## DOCUMENT

The Art of Spellbinding


For the most part, it's expected that readers know that fiction stories are fiction. Readers might take meaning from fiction, and hopefully they would.


Fiction can help people to understand different cultures, traditions, and times. It can help people to respond to personal challenges in unique ways.


Writing asks a lot of a person. Neil Gaiman, in his essay, "Where Do You Get Your Ideas?" relays the most common answer that he gives to the question ("I make them up.") and the subsequent negative reaction, as the answer isn't deep or technical. Click the hyperlink to read his complete essay as the story he tells is very impactful.


For the purpose of this post, I'd like to focus on this part: "You get ideas from daydreaming. You get ideas from being bored. You get ideas all the time. The only difference between writers and other people is we notice when we're doing it.


You get ideas when you ask yourself simple questions. The most important of the questions is just, What if...?" (1997).


Ideas are highly organic and constant, but executing them requires that a person is keeping tabs on themselves and that ongoing flow of ideas. Sometimes, the most important and significant ideas are those initially discarded because they were thought of in unlikely settings. While playing a video game, while on the phone to a friend, while doing something mundane, "What if...?" Do you stop and do you allow that "What if...?" to take form? It's a common experience not to, and there's no shame in taking part in a common experience.


However, people who write often might take instant advantage of any "What if...?" They probably engage in specific activities in order to coax that question to the surface because they need those new ideas and, essentially, they need whoever is going to take part in those ideas (future readers) to believe in them as much as they do if not more so.


I like Evan Skolnick's presentation of the problem of the storyteller in creating a suspension of disbelief, an essential element in any kind of storytelling.


"A storyteller's success or failure with believability hinges on their ability to present:

An artificial incomplete world...


featuring custom-designed characters ...


who experience carefully crafted events, actions, and reactions ...


but that nevertheless appears to the audience to be:


a real complete world ...


featuring genuine people ...


who experience spontaneously unfolding events, actions, and reactions" (2014).


In this case, Skolnick is talking about a video game, but he also outlines the experience of a reader. A reader also delves into world's of the writer's choosing. They see the characters from their own perspective, sometimes inhabiting the protagonist in their own minds, and all of that can feel real because they attach themselves to it. They believe in what's going on because the writer could make the story elements work together in a functioning world.


An amazing case study in believability is the game, "What Remains of Edith Finch". In this story, you play as a younger Edith, exploring her family's home in Washington state. You live out stories her grandmother told her, her distinct memories of other family members, and uncover their mysteries and secrets.


While the game takes a dark tone, the believability begins early. Washington state is a real place. Wanting to connect with and better understand one's family, even wanting to uncover secrets and mysteries isn't unusual.


Often, the game will take the player on flashbacks in which you play as another family member. These scenes seem the most "unrealistic". However, first, they are beautifully drawn and animated. Second, it's not unusual to feel so connected to a person that you begin to understand or want to understand what it's like to walk in their shoes. The scenes are further removed from reality, but they're supposed to be.


The player can, upon entering the house, explore at their will. Different scenes, dialogue, reactions, will take place depending on what the player chooses to pick up. The order that information comes is solely based on how the player chooses to explore.

## REQUIRED TASK 1
According to the post on spellbinding, in which state is the family home explored in "What Remains of Edith Finch" located?

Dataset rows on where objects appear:

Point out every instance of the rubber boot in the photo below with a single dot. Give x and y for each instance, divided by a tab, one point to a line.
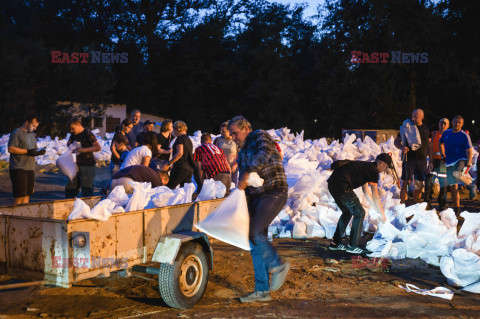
417	196
403	195
442	199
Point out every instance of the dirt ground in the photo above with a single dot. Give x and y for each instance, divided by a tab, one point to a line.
321	284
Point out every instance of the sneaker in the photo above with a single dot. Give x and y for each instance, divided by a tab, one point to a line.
357	250
279	274
256	296
334	246
473	191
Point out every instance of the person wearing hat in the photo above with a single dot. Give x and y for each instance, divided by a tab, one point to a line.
437	168
344	179
147	127
457	151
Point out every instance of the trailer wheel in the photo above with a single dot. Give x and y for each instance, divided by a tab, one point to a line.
183	283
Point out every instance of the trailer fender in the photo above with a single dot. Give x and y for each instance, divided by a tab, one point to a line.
168	246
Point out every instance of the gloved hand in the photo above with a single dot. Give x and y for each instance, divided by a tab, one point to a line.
35	152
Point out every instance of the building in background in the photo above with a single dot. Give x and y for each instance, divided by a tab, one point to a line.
104	117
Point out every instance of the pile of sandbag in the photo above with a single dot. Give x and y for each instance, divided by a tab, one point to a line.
143	197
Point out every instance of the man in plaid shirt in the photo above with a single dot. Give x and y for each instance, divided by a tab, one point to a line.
259	154
212	162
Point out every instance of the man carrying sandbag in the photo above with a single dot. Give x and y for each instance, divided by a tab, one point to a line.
414	141
341	183
85	159
259	154
456	150
22	146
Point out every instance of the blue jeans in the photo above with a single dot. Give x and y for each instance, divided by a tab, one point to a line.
263	209
350	206
83	180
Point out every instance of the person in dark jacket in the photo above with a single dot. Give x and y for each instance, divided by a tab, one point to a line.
341	183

## REQUIRED TASK 2
Return the lines of the records starting with the line that contains "Point out every instance of the man in" and continuing through the end of the records, reproduced without any changes.

## COMPLETE OUTPUT 1
Washington state

## COMPLETE OUTPUT 2
Point out every instance of the man in plaid shirt in the photo above with a single dot. Give x and y for each instance, divided by a tab, one point to a line.
259	154
212	162
Point out every instance of the man carrying sandbag in the photo above with a single dot. Give x and y for each instance, divided by a tab, one point to a line.
414	141
341	183
85	159
259	154
456	150
22	146
Point out every instance of the blue jeans in the photo above with a single dot. Give x and y for each instance, divided by a tab, one point to a line.
263	209
350	206
83	180
Point out every instance of the person in dark jacket in the photo above with a single dot. Give x and y for each instance, divided by a tab, one point to a line.
341	183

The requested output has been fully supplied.